▸ **Task statement**:
Extract every line of the records below, copying each one word for word and omitting the pictures.

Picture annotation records
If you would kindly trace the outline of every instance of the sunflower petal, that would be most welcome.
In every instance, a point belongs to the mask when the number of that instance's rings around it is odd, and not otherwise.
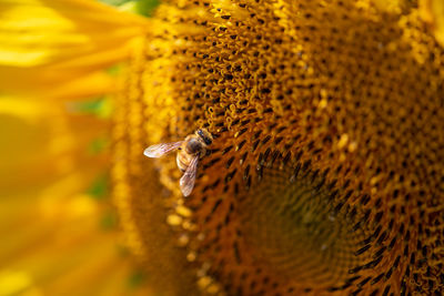
[[[99,54],[124,55],[145,20],[88,0],[4,0],[0,3],[0,64],[36,67]],[[79,61],[79,60],[78,60]]]

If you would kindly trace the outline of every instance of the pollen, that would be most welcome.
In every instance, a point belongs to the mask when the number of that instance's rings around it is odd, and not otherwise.
[[[202,292],[442,294],[444,50],[413,2],[383,2],[159,7],[117,106],[121,182],[127,211],[161,201],[192,225],[173,237]],[[141,152],[202,127],[214,141],[183,198],[174,157]]]

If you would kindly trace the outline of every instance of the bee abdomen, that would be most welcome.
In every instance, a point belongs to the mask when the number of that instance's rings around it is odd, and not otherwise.
[[[178,162],[178,167],[179,170],[183,172],[186,171],[188,166],[190,165],[190,154],[186,153],[178,153],[178,157],[175,159],[175,161]]]

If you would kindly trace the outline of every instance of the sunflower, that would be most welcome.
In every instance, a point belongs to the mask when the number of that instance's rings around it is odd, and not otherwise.
[[[444,292],[440,1],[0,11],[0,295]]]

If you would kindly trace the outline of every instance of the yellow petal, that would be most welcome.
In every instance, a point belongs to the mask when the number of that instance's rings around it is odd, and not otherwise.
[[[4,0],[0,3],[0,64],[32,67],[92,53],[123,54],[145,20],[88,0]],[[100,55],[101,60],[107,55]]]
[[[426,21],[436,41],[444,45],[444,1],[442,0],[421,0],[421,17]]]

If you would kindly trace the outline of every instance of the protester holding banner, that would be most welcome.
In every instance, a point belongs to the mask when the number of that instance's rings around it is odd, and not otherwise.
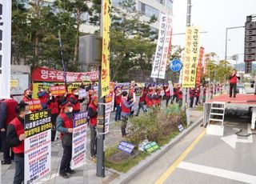
[[[126,126],[128,122],[128,117],[130,116],[130,108],[134,106],[133,98],[128,101],[128,93],[127,91],[122,92],[122,98],[121,102],[121,116],[122,124],[121,126],[122,136],[123,138],[126,137]]]
[[[82,103],[85,98],[79,98],[79,91],[78,89],[73,89],[72,94],[70,97],[70,102],[74,105],[73,106],[73,113],[78,113],[80,112],[80,108]]]
[[[61,133],[63,155],[61,162],[59,174],[64,178],[70,178],[74,170],[70,168],[72,158],[73,134],[73,104],[66,101],[62,104],[62,111],[57,117],[57,130]]]
[[[21,184],[24,181],[24,130],[25,114],[30,113],[30,106],[21,102],[17,108],[18,117],[11,121],[7,126],[7,144],[14,153],[15,174],[14,184]]]
[[[237,83],[238,79],[240,80],[240,76],[237,75],[237,70],[233,70],[232,74],[230,76],[230,98],[232,97],[232,92],[233,92],[233,97],[235,98],[235,95],[237,94]]]
[[[6,129],[9,123],[17,117],[18,102],[14,99],[4,99],[0,104],[1,147],[3,152],[2,164],[10,164],[10,146],[6,144]]]
[[[168,103],[170,99],[170,90],[169,86],[166,86],[164,87],[164,90],[165,90],[165,96],[166,96],[166,106],[168,106]]]
[[[58,101],[57,97],[53,96],[51,94],[49,94],[49,98],[46,101],[47,107],[51,110],[51,123],[52,123],[52,131],[51,131],[51,141],[55,140],[56,135],[56,119],[58,115]]]
[[[142,90],[141,96],[139,98],[138,107],[136,116],[138,116],[138,114],[141,109],[142,109],[144,113],[146,112],[146,109],[144,107],[146,94],[147,94],[146,88],[144,87],[144,90]]]
[[[116,88],[114,90],[114,104],[117,107],[115,112],[115,118],[114,120],[121,121],[121,101],[122,101],[122,90],[119,86]]]
[[[94,160],[96,158],[96,127],[97,127],[97,117],[98,117],[98,98],[93,96],[91,102],[88,107],[88,116],[90,117],[90,158]]]

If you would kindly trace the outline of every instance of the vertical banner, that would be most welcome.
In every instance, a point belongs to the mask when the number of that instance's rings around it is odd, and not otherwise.
[[[0,0],[0,98],[10,95],[11,1]]]
[[[151,78],[166,78],[167,61],[171,49],[172,19],[170,16],[162,14],[158,45],[152,65]]]
[[[182,87],[194,87],[198,55],[199,29],[186,27]]]
[[[50,172],[50,110],[25,116],[24,183],[34,183]]]
[[[71,169],[82,166],[86,158],[87,112],[74,114],[73,122]]]
[[[104,0],[103,18],[103,37],[102,37],[102,96],[104,97],[110,94],[110,10],[111,0]]]
[[[198,63],[198,67],[197,67],[197,78],[196,78],[196,82],[195,82],[196,85],[200,85],[200,83],[201,83],[202,59],[203,59],[204,50],[205,50],[205,49],[201,46],[200,51],[199,51]]]
[[[204,62],[203,62],[203,74],[207,74],[207,65],[209,62],[209,57],[205,56]]]

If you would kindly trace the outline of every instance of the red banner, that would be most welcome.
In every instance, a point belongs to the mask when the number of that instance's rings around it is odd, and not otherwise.
[[[32,81],[38,82],[63,82],[64,74],[63,71],[51,70],[48,68],[36,68],[32,72]],[[90,81],[98,80],[98,72],[86,72],[86,73],[75,73],[66,72],[66,82],[82,82],[90,79]]]
[[[50,91],[54,96],[61,96],[66,94],[66,86],[64,85],[50,86]]]
[[[200,85],[200,83],[201,83],[202,58],[203,58],[204,50],[205,50],[205,49],[201,46],[200,51],[199,51],[198,69],[197,69],[197,78],[196,78],[196,81],[195,81],[196,85]]]

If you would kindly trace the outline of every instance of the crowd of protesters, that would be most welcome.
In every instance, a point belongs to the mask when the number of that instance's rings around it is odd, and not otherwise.
[[[87,96],[86,98],[79,97],[80,89],[86,90]],[[72,122],[74,113],[84,110],[88,112],[88,122],[90,130],[90,158],[95,160],[97,157],[97,90],[94,90],[95,86],[92,84],[87,86],[82,84],[80,89],[73,89],[70,94],[66,93],[61,96],[52,95],[50,91],[41,89],[35,94],[37,98],[40,100],[42,110],[50,109],[51,111],[52,142],[58,139],[58,137],[61,138],[63,155],[59,174],[65,178],[68,178],[70,174],[75,173],[70,169]],[[193,106],[194,100],[195,105],[198,106],[200,102],[200,97],[202,96],[203,99],[206,98],[206,90],[209,90],[210,95],[213,96],[222,90],[222,86],[197,86],[195,88],[189,89],[190,107]],[[141,110],[146,113],[152,107],[159,106],[162,104],[166,106],[170,103],[177,103],[182,106],[182,89],[179,84],[174,86],[146,84],[142,86],[132,82],[126,88],[122,84],[116,84],[114,94],[115,121],[122,121],[122,122],[121,134],[123,138],[127,135],[126,129],[130,116],[138,116]],[[139,98],[136,98],[138,94],[139,94]],[[30,109],[30,105],[34,100],[33,93],[28,89],[24,91],[24,97],[19,103],[13,98],[0,101],[1,147],[3,152],[2,164],[10,164],[11,159],[14,159],[16,166],[14,183],[22,183],[24,180],[24,140],[26,139],[24,117],[26,114],[35,111]],[[138,106],[136,109],[134,108],[135,103]],[[57,132],[60,133],[60,136],[56,135]],[[12,154],[10,148],[12,148]]]

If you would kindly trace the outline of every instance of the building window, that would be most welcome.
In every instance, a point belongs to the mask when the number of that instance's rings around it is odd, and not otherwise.
[[[138,11],[142,12],[147,17],[155,16],[158,20],[159,19],[159,10],[141,2],[138,2]]]
[[[156,0],[157,2],[160,2],[161,4],[165,4],[165,1],[164,0]]]
[[[173,8],[173,1],[171,0],[166,0],[166,6],[168,8],[172,9]]]

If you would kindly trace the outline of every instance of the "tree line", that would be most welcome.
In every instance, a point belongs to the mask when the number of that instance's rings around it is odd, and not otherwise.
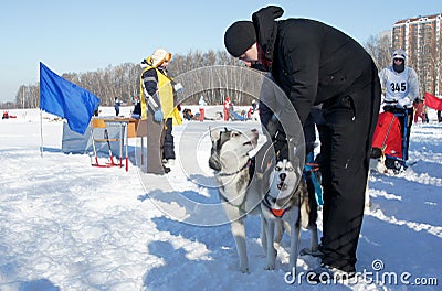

▸ **Response to this task**:
If you would kindly trace the outline of every instance of the sunflower petal, that would be most welcome.
In every instance, a point belongs to the mask when the number of that instance's rings around it is odd, and not otherwise.
[[[99,54],[124,55],[145,20],[88,0],[4,0],[0,3],[0,64],[36,67]],[[79,61],[79,60],[78,60]]]

If you would kindly trace the outline of every instance of the pollen, that would be most welcome.
In every instance, a point belongs to the mask when the number of that instance's rings around it is odd, and not otherwise.
[[[202,292],[442,294],[444,50],[413,2],[383,2],[159,7],[117,106],[121,182],[127,211],[161,201],[192,225],[173,237]],[[141,152],[202,127],[214,141],[183,198],[174,157]]]

If you would kindly trace the outline of every instance of the bee abdomen, that would be most welcome.
In every instance, a point belongs to the mask when the number of that instance's rings around it is odd, and not otherwise.
[[[178,162],[178,167],[179,170],[183,172],[186,171],[188,166],[190,165],[190,154],[186,153],[178,153],[178,157],[175,159],[175,161]]]

If you would kindly trace the outline of every instance of the sunflower, that would be most welcome.
In every instance, a point belongs to the mask when the number of that instance's rings around it is odd, and not otherwise.
[[[444,292],[440,1],[0,11],[0,295]]]

If you would kindly trace the outline of every instance of the yellow petal, that would be most welcome.
In every instance, a point belongs to the mask when the number of that instance's rings around it is odd, and not otherwise.
[[[4,0],[0,3],[0,64],[32,67],[92,53],[123,54],[145,20],[88,0]],[[100,55],[101,60],[107,55]]]
[[[426,21],[436,41],[444,45],[444,1],[442,0],[421,0],[421,17]]]

If you would kindly trace the outline of every instance of the protester holding banner, that would be most welcome.
In every instance, a point belongs to the mask when the number of that instance's rings around it is odd, and not otherwise.
[[[126,126],[128,122],[128,117],[130,116],[130,108],[134,106],[133,98],[128,101],[128,93],[127,91],[122,92],[122,98],[121,102],[121,116],[122,124],[121,126],[122,136],[123,138],[126,137]]]
[[[82,103],[85,98],[79,98],[79,91],[78,89],[73,89],[72,94],[70,97],[70,102],[74,105],[73,106],[73,113],[78,113],[80,112],[80,108]]]
[[[61,133],[63,155],[61,162],[59,174],[64,178],[70,178],[74,170],[70,168],[72,158],[73,134],[73,104],[66,101],[62,104],[62,111],[57,117],[57,130]]]
[[[21,184],[24,181],[24,130],[25,114],[30,113],[30,106],[21,102],[17,108],[18,117],[11,121],[7,126],[7,144],[14,153],[15,174],[14,184]]]
[[[237,83],[238,79],[240,80],[240,76],[237,75],[237,70],[233,70],[232,74],[230,76],[230,98],[232,97],[232,92],[233,92],[233,97],[235,98],[235,95],[237,94]]]
[[[6,129],[9,123],[17,117],[18,102],[14,99],[4,99],[0,104],[1,147],[3,152],[2,164],[10,164],[10,146],[6,144]]]
[[[168,103],[170,99],[170,90],[169,86],[166,86],[164,87],[164,90],[165,90],[165,96],[166,96],[166,106],[168,106]]]
[[[58,101],[57,97],[53,96],[51,94],[49,94],[49,98],[46,101],[47,107],[51,110],[51,123],[52,123],[52,131],[51,131],[51,141],[55,140],[56,135],[56,119],[58,115]]]
[[[142,90],[141,96],[139,98],[138,107],[136,116],[138,116],[138,114],[141,109],[142,109],[144,113],[146,112],[146,109],[144,107],[146,94],[147,94],[146,88],[144,87],[144,90]]]
[[[116,88],[114,90],[114,104],[117,107],[115,112],[115,118],[114,120],[121,121],[121,101],[122,101],[122,90],[119,86]]]
[[[94,160],[96,158],[96,127],[97,127],[97,117],[98,117],[98,98],[93,96],[91,102],[88,107],[88,116],[90,117],[90,158]]]

If you would kindly trace the outline of every instance of the vertical banner, that would be most welcome.
In every instance, a point belongs to the mask when the number of that instance's rings around it is odd, and not otherwise.
[[[0,0],[0,98],[10,95],[11,1]]]
[[[151,78],[166,78],[167,61],[171,49],[172,19],[170,16],[162,14],[158,45],[152,65]]]
[[[182,87],[194,87],[198,55],[199,29],[186,27]]]
[[[50,172],[50,110],[25,116],[24,183],[34,183]]]
[[[71,169],[82,166],[86,158],[87,112],[74,114],[73,122]]]
[[[104,0],[103,18],[103,37],[102,37],[102,96],[104,97],[110,94],[110,10],[111,0]]]
[[[198,63],[198,67],[197,67],[197,78],[196,78],[196,82],[195,82],[196,85],[200,85],[200,83],[201,83],[202,59],[203,59],[204,50],[205,50],[205,49],[201,46],[200,51],[199,51]]]
[[[204,62],[203,62],[203,74],[207,74],[207,65],[209,62],[209,57],[205,56]]]

If you would kindly trace the outline of every instance of the red banner, that would be most welcome.
In every instance, a point belongs to the mask when the number of that instance's rings around it is odd, and not otherwise.
[[[32,81],[38,82],[63,82],[64,74],[63,71],[51,70],[48,68],[36,68],[32,72]],[[90,81],[98,80],[98,72],[86,72],[86,73],[75,73],[66,72],[66,82],[82,82],[90,79]]]
[[[50,91],[54,96],[61,96],[66,94],[66,86],[64,85],[50,86]]]
[[[200,85],[200,83],[201,83],[202,58],[203,58],[204,50],[205,50],[205,49],[201,46],[200,51],[199,51],[198,69],[197,69],[197,78],[196,78],[196,81],[195,81],[196,85]]]

If you would kindly trace the outline of every instance of the crowd of protesters, that would be most welcome.
In every instance, a point belongs to the mask when the number of that instance's rings around it is odd, and not otherwise.
[[[87,96],[86,98],[79,97],[80,89],[86,90]],[[72,122],[74,113],[84,110],[88,112],[88,122],[90,130],[90,158],[95,160],[97,157],[97,90],[94,90],[95,86],[92,84],[87,86],[82,84],[80,89],[73,89],[70,94],[66,93],[61,96],[52,95],[50,91],[41,89],[35,94],[37,98],[40,100],[42,110],[50,109],[51,111],[52,142],[58,139],[58,137],[61,138],[63,155],[59,174],[65,178],[68,178],[70,174],[75,173],[70,169]],[[193,106],[194,100],[195,105],[198,106],[200,102],[200,97],[202,96],[203,99],[206,98],[206,90],[209,90],[210,95],[213,96],[222,90],[222,86],[197,86],[195,88],[189,89],[190,107]],[[141,110],[146,113],[152,107],[159,106],[162,104],[166,106],[170,103],[177,103],[182,106],[182,89],[179,84],[174,86],[146,84],[142,86],[132,82],[126,88],[122,84],[116,84],[114,94],[115,121],[122,121],[122,122],[121,134],[123,138],[127,135],[126,129],[130,116],[138,116]],[[139,98],[136,98],[138,94],[139,94]],[[30,109],[30,105],[34,100],[33,93],[28,89],[24,91],[24,97],[19,103],[13,98],[0,101],[1,147],[3,152],[2,164],[10,164],[11,159],[14,159],[16,166],[14,183],[22,183],[24,180],[24,140],[26,139],[24,117],[26,114],[35,111]],[[138,106],[136,109],[134,108],[135,103]],[[57,132],[60,133],[60,136],[56,135]],[[12,154],[10,148],[12,148]]]

If you would kindly trace the outline of every instance of the building window, that would be most welcome.
In every instance, a point belongs to the mask when the number of that instance's rings around it is odd, and not otherwise.
[[[138,11],[142,12],[147,17],[155,16],[158,20],[159,19],[159,10],[141,2],[138,2]]]
[[[156,0],[157,2],[160,2],[161,4],[165,4],[165,1],[164,0]]]
[[[173,8],[173,1],[171,0],[166,0],[166,6],[168,8],[172,9]]]

If you would kindly trace the outline of every instance of the "tree line", that would be most welcome.
In every instance, a point belongs to the mask when the number of that instance's rings around it is odd, and not otherwise.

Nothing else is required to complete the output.